--- The data ---

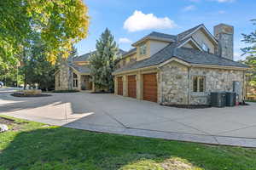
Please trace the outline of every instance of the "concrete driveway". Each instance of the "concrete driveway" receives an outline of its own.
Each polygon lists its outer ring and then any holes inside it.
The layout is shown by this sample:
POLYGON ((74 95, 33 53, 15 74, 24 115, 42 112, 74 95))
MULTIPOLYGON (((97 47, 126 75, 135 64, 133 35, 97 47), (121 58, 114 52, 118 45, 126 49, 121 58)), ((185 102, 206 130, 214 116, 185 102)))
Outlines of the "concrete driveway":
POLYGON ((187 110, 113 94, 15 98, 0 91, 0 114, 91 131, 256 147, 256 105, 187 110))

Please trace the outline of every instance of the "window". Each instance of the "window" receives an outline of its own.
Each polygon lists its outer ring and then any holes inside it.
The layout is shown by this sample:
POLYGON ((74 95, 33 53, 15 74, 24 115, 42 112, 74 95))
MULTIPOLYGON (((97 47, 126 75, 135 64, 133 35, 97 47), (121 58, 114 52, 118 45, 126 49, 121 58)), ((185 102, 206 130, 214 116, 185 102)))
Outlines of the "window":
POLYGON ((210 52, 209 48, 208 48, 207 45, 205 44, 205 43, 202 43, 202 44, 201 44, 201 48, 202 48, 204 51, 206 51, 206 52, 210 52))
POLYGON ((206 77, 194 76, 193 77, 193 92, 205 92, 206 91, 206 77))
POLYGON ((140 54, 144 55, 147 54, 147 45, 143 44, 140 47, 140 54))
POLYGON ((76 75, 75 73, 73 73, 73 87, 79 87, 78 75, 76 75))

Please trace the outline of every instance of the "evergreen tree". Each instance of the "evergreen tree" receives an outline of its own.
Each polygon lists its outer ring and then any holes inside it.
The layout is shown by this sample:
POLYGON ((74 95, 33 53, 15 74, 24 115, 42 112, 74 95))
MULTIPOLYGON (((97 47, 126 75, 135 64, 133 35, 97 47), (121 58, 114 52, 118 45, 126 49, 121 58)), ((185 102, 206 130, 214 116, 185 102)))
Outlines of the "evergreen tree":
MULTIPOLYGON (((252 21, 256 26, 256 20, 252 20, 252 21)), ((247 74, 249 85, 256 86, 256 29, 250 34, 242 34, 242 42, 249 44, 248 47, 241 49, 244 54, 248 54, 243 63, 253 68, 247 74)))
POLYGON ((114 83, 112 73, 115 69, 114 60, 119 48, 108 28, 96 41, 96 52, 90 57, 91 81, 96 89, 113 92, 114 83))

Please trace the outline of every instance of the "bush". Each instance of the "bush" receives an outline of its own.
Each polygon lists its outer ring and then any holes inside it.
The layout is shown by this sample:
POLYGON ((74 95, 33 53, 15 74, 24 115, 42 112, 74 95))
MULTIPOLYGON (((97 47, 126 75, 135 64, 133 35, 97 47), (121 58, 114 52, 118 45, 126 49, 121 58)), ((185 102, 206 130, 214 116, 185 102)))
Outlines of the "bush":
POLYGON ((53 93, 77 93, 79 90, 54 90, 53 93))

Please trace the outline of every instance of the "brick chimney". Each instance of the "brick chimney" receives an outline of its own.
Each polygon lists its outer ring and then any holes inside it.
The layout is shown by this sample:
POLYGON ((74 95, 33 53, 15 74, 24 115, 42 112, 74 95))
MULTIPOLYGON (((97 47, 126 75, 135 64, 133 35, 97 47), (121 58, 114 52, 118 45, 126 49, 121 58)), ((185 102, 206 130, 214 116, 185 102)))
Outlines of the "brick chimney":
POLYGON ((218 41, 215 54, 234 60, 234 26, 219 24, 214 26, 214 36, 218 41))

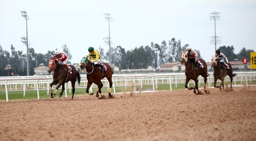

---

Rewrite all the items above, substituting "paved driveway" for each occurrence of "concrete driveway" and keeping everything else the same. Leave the pictures out of your answer.

Please trace the outline of every instance of the "paved driveway". Each instance of the "paved driveway" receives an outline of its own.
Each polygon lists its outer ring and then any holes inside it.
The layout is shown by this sample:
POLYGON ((74 95, 33 53, 15 74, 24 115, 42 112, 74 95))
MULTIPOLYGON (((97 47, 126 75, 135 64, 133 35, 97 47), (121 58, 114 52, 118 45, 126 49, 121 58)), ((185 102, 206 130, 214 116, 185 102)))
Outlines of the "paved driveway":
POLYGON ((187 110, 113 94, 15 98, 0 91, 0 114, 91 131, 256 147, 256 105, 187 110))

Please trace the outline of every instance of the "window". Each instance of the "window" receives an outline of its own.
Each polygon lists its outer ring and then any holes inside it.
The layout is shown by this sample:
POLYGON ((74 95, 33 53, 15 74, 24 115, 42 112, 74 95))
MULTIPOLYGON (((97 47, 126 75, 135 64, 133 35, 97 47), (121 58, 114 52, 118 45, 126 49, 121 58)), ((185 102, 206 130, 214 116, 185 102)))
Outlines of the "window":
POLYGON ((210 52, 209 48, 208 48, 207 45, 205 44, 205 43, 202 43, 202 44, 201 44, 201 48, 202 48, 204 51, 206 51, 206 52, 210 52))
POLYGON ((206 77, 194 76, 193 77, 193 92, 205 92, 206 91, 206 77))
POLYGON ((140 54, 144 55, 147 54, 147 45, 143 44, 140 47, 140 54))
POLYGON ((76 75, 75 73, 73 73, 73 87, 79 87, 78 75, 76 75))

Please trace the outline of every instance of the "evergreen tree". Each instance of the "evergreen tree" receives an outline of its own.
Each polygon lists its outer ring and then any holes inside it.
The layout is shown by this sample:
POLYGON ((74 95, 33 53, 15 74, 24 115, 42 112, 74 95))
MULTIPOLYGON (((97 47, 126 75, 135 64, 133 35, 97 47), (121 58, 114 52, 118 45, 126 49, 121 58)), ((185 102, 206 130, 214 116, 185 102)))
Outlines of the "evergreen tree":
MULTIPOLYGON (((252 21, 256 26, 256 20, 252 20, 252 21)), ((247 74, 249 85, 256 86, 256 29, 250 34, 242 34, 242 42, 249 44, 248 47, 241 49, 244 54, 248 54, 243 63, 253 68, 247 74)))
POLYGON ((114 83, 112 73, 115 69, 114 60, 119 48, 108 28, 96 41, 96 52, 90 57, 91 81, 96 89, 113 92, 114 83))

Please trace the outline of every instance of the "bush". Each instance of the "bush" receives an outline of its own.
Each polygon lists its outer ring and then any holes inside it.
The layout is shown by this sample:
POLYGON ((74 95, 33 53, 15 74, 24 115, 42 112, 74 95))
MULTIPOLYGON (((97 47, 126 75, 135 64, 133 35, 97 47), (121 58, 114 52, 118 45, 126 49, 121 58)), ((185 102, 206 130, 214 116, 185 102)))
Outlines of the "bush":
POLYGON ((53 93, 77 93, 79 90, 54 90, 53 93))

Please trace the outline of every instance of the "brick chimney". Each instance of the "brick chimney" receives an outline of its own.
Each polygon lists its outer ring and then any holes inside it.
The layout is shown by this sample:
POLYGON ((74 95, 33 53, 15 74, 24 115, 42 112, 74 95))
MULTIPOLYGON (((97 47, 126 75, 135 64, 133 35, 97 47), (121 58, 114 52, 118 45, 126 49, 121 58)), ((185 102, 206 130, 214 116, 185 102)))
Outlines of the "brick chimney":
POLYGON ((218 41, 215 54, 234 60, 234 26, 219 24, 214 26, 214 36, 218 41))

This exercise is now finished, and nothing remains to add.